TO BE DONE: Reproduce every line, requests included, from the one containing "of the bicycle." down through the end of the rows, and leave out all other lines. Multiply each coordinate in the answers by 0.95 and round the results to whole numbers, with halves rounded up.

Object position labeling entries
###

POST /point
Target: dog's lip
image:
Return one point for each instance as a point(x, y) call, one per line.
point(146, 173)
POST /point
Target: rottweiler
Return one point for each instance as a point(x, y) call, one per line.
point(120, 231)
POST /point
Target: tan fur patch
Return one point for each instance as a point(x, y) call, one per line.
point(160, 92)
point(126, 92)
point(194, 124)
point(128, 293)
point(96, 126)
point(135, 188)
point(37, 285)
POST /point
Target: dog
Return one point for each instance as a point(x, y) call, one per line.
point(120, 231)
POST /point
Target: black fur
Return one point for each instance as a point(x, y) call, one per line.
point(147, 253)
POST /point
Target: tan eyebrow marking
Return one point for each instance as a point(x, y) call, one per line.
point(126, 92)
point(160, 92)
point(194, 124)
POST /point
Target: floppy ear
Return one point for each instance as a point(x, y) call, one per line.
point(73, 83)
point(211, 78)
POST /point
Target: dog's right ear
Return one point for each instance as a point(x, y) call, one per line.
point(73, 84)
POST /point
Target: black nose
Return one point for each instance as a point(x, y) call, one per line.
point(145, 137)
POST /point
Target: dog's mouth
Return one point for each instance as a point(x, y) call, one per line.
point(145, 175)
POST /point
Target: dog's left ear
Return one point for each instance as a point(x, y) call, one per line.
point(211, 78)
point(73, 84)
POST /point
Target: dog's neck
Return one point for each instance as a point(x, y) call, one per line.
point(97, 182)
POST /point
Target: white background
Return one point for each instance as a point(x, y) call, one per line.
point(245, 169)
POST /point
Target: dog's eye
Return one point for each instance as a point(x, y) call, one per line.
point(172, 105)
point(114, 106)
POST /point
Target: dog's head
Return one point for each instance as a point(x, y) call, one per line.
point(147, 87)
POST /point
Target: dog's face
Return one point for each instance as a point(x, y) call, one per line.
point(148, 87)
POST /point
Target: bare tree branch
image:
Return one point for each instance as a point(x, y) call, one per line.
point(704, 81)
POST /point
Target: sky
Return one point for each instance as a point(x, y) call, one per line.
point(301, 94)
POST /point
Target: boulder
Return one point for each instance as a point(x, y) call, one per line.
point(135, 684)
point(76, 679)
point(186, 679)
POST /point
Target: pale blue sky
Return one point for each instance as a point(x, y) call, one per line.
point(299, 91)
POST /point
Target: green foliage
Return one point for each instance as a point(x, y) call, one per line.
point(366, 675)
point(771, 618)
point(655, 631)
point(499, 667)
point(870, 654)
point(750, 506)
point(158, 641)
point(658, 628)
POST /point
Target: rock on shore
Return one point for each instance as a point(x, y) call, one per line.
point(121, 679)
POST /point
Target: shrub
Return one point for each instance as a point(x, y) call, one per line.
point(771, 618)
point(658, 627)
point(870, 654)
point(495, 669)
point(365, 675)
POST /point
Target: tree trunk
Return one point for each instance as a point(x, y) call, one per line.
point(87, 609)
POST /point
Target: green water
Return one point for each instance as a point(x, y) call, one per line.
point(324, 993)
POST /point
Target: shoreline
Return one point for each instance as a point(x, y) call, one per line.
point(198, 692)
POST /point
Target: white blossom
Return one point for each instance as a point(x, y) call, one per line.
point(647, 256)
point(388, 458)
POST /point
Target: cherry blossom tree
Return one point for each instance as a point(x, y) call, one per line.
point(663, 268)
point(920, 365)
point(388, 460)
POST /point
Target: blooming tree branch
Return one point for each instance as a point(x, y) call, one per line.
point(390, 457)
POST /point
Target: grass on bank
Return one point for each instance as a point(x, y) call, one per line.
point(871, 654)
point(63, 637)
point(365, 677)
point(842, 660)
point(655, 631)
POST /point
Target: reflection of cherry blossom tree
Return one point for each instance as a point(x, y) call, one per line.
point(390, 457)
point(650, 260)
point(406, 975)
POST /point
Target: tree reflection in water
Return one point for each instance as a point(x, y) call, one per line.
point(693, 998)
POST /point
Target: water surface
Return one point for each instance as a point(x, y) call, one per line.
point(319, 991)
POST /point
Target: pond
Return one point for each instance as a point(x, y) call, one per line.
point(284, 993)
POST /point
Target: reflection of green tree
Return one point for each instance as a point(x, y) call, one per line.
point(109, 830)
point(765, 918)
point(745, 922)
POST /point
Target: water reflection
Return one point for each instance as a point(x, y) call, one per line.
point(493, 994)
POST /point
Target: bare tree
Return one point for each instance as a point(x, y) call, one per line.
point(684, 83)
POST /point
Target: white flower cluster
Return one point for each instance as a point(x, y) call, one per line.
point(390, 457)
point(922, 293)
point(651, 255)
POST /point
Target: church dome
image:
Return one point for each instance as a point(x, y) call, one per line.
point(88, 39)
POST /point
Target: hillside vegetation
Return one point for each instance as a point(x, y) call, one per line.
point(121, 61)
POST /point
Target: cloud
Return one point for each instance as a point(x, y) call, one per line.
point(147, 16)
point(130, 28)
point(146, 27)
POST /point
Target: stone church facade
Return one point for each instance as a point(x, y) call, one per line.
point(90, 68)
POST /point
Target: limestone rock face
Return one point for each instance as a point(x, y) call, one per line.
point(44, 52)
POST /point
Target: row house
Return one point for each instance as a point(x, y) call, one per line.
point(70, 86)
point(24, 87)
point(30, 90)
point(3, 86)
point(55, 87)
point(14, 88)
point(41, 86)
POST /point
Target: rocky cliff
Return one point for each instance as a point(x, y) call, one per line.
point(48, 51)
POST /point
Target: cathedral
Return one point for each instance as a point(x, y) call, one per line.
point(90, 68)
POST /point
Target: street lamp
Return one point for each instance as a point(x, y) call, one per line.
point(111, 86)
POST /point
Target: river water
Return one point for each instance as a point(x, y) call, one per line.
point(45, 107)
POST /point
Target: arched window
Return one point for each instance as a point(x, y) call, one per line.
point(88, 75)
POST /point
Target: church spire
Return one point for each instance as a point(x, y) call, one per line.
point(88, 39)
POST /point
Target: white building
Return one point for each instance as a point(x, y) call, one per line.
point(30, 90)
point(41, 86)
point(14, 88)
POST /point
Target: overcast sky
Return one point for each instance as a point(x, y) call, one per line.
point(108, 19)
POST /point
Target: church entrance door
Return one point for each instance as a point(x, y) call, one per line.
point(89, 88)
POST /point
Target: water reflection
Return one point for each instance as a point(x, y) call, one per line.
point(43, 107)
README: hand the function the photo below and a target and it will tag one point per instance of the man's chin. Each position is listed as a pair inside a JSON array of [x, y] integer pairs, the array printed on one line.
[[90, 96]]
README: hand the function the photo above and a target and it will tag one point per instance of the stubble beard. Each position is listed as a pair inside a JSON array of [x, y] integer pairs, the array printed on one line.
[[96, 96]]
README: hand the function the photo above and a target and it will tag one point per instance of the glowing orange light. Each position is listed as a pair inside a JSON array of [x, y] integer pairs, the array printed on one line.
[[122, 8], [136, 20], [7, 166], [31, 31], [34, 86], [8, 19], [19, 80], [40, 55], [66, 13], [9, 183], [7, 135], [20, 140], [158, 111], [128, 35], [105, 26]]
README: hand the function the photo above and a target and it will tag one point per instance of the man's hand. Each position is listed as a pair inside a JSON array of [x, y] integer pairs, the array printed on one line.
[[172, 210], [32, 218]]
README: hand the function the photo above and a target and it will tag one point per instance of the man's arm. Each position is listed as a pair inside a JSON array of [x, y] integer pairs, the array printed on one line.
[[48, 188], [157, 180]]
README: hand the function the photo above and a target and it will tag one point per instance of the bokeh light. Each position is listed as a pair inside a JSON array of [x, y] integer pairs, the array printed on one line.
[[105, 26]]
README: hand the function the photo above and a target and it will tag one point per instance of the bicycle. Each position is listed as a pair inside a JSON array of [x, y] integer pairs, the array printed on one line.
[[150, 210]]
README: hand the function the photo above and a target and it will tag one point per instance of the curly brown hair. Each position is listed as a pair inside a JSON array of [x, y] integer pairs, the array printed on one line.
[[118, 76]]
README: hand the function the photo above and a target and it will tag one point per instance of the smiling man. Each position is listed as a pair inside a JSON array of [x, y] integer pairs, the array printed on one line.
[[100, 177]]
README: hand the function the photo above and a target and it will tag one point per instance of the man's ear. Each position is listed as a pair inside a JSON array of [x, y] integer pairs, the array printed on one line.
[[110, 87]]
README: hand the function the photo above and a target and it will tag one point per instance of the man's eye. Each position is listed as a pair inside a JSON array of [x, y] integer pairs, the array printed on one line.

###

OUTPUT BELOW:
README: hand the function the photo above and a target and it will tag one point per instance of the bicycle. Each position is listed as a pair inside a JSON array of [x, y] integer pairs, the array printed on one line.
[[143, 200]]
README: hand the function the photo above and a target and it will tag one point per instance of the curly brown hair. Each position is listed as a pair inside a JSON array of [x, y] integer pairs, the array printed on one line.
[[112, 72]]
README: hand the function the photo above and a target and it will tag one point per instance of the smiling man. Each position is listed as a pair inside a JSON array of [x, y] integer pairs, the array printed on one line.
[[95, 168]]
README: hand the function the photo above and a target and it will tag one point per instance of the man's ear. Each position is listed as a pair inside a JSON array of [x, y] integer pairs, the array printed on one line.
[[105, 83]]
README: hand the function the photo above and a target and it will tag one point per instance of the man's eye. Each position is listed as a pair inside a JSON array of [x, y] integer pairs, the array printed on one line.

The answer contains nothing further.